Task to complete:
Reproduce word for word the stretch of the records from the line containing "Please trace the outline of every instance of the canned" through the end of the records.

╔══

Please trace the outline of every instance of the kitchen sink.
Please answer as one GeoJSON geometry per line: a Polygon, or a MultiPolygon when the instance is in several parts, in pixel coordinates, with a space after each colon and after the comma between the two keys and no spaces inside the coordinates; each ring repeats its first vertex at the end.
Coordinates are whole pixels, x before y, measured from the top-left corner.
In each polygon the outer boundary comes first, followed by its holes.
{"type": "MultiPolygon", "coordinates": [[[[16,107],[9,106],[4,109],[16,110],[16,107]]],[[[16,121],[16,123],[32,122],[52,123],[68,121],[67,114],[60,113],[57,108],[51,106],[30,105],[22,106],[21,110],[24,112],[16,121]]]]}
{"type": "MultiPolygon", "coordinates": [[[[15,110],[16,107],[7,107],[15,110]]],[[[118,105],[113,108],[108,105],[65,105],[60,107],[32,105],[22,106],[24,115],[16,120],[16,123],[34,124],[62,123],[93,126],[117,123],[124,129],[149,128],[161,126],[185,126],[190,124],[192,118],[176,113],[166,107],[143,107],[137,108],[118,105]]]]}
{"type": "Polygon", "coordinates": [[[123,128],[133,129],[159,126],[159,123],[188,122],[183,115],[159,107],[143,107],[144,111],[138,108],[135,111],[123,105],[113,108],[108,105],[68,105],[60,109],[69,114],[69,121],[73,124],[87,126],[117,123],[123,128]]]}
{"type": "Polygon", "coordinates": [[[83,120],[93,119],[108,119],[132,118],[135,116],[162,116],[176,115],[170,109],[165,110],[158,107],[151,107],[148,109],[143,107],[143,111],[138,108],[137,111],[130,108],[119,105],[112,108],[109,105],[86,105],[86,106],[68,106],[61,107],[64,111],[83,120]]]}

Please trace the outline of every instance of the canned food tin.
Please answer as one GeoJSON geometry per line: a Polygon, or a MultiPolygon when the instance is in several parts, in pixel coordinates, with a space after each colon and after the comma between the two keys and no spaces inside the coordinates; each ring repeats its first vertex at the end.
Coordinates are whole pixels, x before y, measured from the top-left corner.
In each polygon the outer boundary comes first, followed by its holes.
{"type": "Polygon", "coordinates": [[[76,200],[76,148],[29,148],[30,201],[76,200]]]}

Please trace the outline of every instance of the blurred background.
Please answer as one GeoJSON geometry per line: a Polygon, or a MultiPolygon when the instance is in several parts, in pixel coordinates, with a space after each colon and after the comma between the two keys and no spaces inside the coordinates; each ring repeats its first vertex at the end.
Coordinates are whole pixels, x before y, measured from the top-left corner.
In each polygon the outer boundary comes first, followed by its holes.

╚══

Solution below:
Please trace the outline of every instance of the canned food tin.
Please answer as one GeoJSON geometry per line: a Polygon, or a MultiPolygon when the instance is in several parts, in pixel coordinates, with a space after each colon and after the comma between the two keys and no spaces inside the coordinates; each ring repeats its first vertex at the end.
Coordinates are whole pixels, x before y, measured from the top-left corner.
In each polygon the outer boundary comes first, followed by its holes.
{"type": "Polygon", "coordinates": [[[76,200],[76,148],[29,148],[30,201],[76,200]]]}

Please trace the outline of every instance of the blurred background.
Please answer as one GeoJSON geometry per line: a Polygon, or a MultiPolygon when the instance is in several parts, in pixel coordinates, with a space after each colon and after the comma between the two keys and no spaces inside the coordinates; each ring repeats its first vertex at the end.
Coordinates are whole pixels, x before y, measured from the top-left corner.
In each polygon the outer boundary comes first, followed by its holes.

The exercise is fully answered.